-- START TEXT PASSAGE --

Precision Granite Surface Plate Cast Iron Steel Inspection

Grade A Black Granite Surface Plate, 18″ x 12″.  About $160 on Amazon…

Surface Plates are solid flat plates used to mimic a perfect 2D plane as accurately as possible to facilitate other measurements being made on top that plane. Typical uses are precision inspection (for quality control, for example), marking out (putting precise markings to guide machine work), and tooling setup.

Many of the most common measurements are done with a Height Gauge.  A Surface Plate with height gauge is an extremely handy thing for any CNC’er or machinist to have on hand, so I recommend getting the set relatively early on.

Surface Plate Material: Granite, Cast Iron, Steel, or Glass

Surface plates are usually made of granite, and they come in a variety of sizes and grades.  There are cast iron, steel, and glass surface plates available, but most prefer to stick with granite.

Granite came into wide use during World War II.  Before that time, most surface plates were metal.  Granite surface plates were conceived as a means of saving the metal for more critical applications.  The idea to use granite came about by the happy coincidence of Wallace Herman owning both a monument and a metal shop in Dayton, Ohio. 

Granite has a number of advantages over cast iron.  It’s more durable and won’t rust.  These advantages are why granite surface plates stayed popular even post-World War II.

-- END TEXT PASSAGE --
-- START MATERIAL SHOWN --

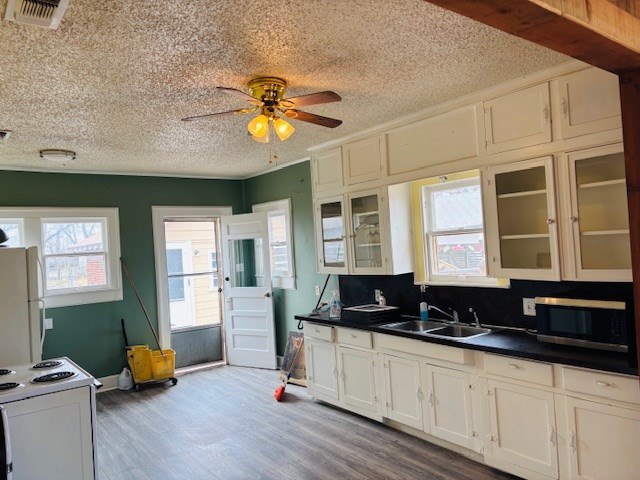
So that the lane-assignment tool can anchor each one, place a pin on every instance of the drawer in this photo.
(321, 332)
(622, 388)
(355, 338)
(518, 369)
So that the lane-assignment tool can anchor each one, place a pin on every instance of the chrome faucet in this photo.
(453, 315)
(476, 322)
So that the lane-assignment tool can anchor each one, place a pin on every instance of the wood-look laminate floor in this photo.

-- END MATERIAL SHOWN --

> _REQUIREMENTS_
Reproduce the whole text on surface plates word for word, from its title line through the last sentence.

> _WRITTEN RESPONSE_
Precision Granite Surface Plate Cast Iron Steel Inspection

Grade A Black Granite Surface Plate, 18″ x 12″.  About $160 on Amazon…

Surface Plates are solid flat plates used to mimic a perfect 2D plane as accurately as possible to facilitate other measurements being made on top that plane. Typical uses are precision inspection (for quality control, for example), marking out (putting precise markings to guide machine work), and tooling setup.

Many of the most common measurements are done with a Height Gauge.  A Surface Plate with height gauge is an extremely handy thing for any CNC’er or machinist to have on hand, so I recommend getting the set relatively early on.

Surface Plate Material: Granite, Cast Iron, Steel, or Glass

Surface plates are usually made of granite, and they come in a variety of sizes and grades.  There are cast iron, steel, and glass surface plates available, but most prefer to stick with granite.

Granite came into wide use during World War II.  Before that time, most surface plates were metal.  Granite surface plates were conceived as a means of saving the metal for more critical applications.  The idea to use granite came about by the happy coincidence of Wallace Herman owning both a monument and a metal shop in Dayton, Ohio. 

Granite has a number of advantages over cast iron.  It’s more durable and won’t rust.  These advantages are why granite surface plates stayed popular even post-World War II.